→ WHAT THE EXERCISE ASKS:
Return each line of the data below that contains the string "shoulder", treating uppercase and lowercase letters as different.

→ DATA FOR PROCESSING:
-=-=-
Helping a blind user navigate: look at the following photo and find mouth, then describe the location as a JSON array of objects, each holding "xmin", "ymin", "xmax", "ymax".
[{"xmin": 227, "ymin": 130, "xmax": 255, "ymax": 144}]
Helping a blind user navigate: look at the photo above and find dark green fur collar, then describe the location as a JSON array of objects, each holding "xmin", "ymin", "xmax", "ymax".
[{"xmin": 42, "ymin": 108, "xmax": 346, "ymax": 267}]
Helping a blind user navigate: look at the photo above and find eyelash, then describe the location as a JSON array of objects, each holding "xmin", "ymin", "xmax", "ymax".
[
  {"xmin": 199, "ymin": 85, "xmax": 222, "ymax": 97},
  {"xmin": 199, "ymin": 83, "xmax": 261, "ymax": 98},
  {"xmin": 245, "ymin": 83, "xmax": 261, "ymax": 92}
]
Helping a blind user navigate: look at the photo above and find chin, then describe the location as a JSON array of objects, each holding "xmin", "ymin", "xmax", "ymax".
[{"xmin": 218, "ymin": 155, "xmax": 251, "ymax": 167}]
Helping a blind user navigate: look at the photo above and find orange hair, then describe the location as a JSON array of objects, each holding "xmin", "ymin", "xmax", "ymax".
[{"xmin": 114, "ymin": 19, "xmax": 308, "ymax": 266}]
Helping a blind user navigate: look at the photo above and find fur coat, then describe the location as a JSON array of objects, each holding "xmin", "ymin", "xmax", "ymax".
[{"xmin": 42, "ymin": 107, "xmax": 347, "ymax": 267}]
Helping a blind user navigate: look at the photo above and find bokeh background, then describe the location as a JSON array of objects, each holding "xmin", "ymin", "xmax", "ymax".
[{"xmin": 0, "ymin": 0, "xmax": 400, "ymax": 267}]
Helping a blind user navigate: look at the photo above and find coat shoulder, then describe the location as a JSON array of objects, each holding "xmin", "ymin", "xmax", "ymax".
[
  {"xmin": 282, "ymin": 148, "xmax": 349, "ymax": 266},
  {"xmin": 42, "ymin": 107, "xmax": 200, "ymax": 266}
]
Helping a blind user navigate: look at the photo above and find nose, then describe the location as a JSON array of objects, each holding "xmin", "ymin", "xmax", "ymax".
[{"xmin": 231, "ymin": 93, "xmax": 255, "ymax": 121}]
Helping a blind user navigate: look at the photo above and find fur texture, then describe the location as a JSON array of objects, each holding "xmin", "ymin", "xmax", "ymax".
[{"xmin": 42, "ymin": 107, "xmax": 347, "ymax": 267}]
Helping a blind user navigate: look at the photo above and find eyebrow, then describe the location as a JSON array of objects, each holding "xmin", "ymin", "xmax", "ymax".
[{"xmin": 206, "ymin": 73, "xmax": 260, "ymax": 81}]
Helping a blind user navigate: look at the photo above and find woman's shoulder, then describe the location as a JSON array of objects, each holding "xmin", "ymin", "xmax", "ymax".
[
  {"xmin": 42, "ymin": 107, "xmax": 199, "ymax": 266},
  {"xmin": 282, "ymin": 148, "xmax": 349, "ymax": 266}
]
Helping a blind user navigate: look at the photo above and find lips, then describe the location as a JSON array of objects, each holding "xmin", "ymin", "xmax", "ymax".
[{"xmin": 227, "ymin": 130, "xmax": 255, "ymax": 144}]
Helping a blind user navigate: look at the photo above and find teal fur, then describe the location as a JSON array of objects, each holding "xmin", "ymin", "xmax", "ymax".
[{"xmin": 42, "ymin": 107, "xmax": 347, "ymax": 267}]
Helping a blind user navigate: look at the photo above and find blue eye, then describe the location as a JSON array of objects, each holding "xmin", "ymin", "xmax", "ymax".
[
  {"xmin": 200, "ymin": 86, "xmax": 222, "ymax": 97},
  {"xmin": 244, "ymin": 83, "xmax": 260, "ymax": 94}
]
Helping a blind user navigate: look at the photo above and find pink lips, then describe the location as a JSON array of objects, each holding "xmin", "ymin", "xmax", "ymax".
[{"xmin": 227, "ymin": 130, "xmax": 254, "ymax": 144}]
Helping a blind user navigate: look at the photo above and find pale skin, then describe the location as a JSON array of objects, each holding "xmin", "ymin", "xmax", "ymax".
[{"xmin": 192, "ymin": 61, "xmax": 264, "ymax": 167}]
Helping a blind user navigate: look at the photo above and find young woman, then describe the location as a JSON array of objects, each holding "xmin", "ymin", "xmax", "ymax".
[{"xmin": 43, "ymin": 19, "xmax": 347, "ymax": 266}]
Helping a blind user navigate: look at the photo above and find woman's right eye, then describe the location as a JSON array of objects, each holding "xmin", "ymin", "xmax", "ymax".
-=-=-
→ SOLUTION:
Helping a blind user navigate: look at the photo above and find coat shoulder, then describe the location as a JSON array of objects, each holding "xmin", "ymin", "xmax", "ymax".
Helping a blind user navigate: look at the photo above and find woman's shoulder, then describe the location as a JSON array of objects, each holding "xmin", "ymin", "xmax", "ymax".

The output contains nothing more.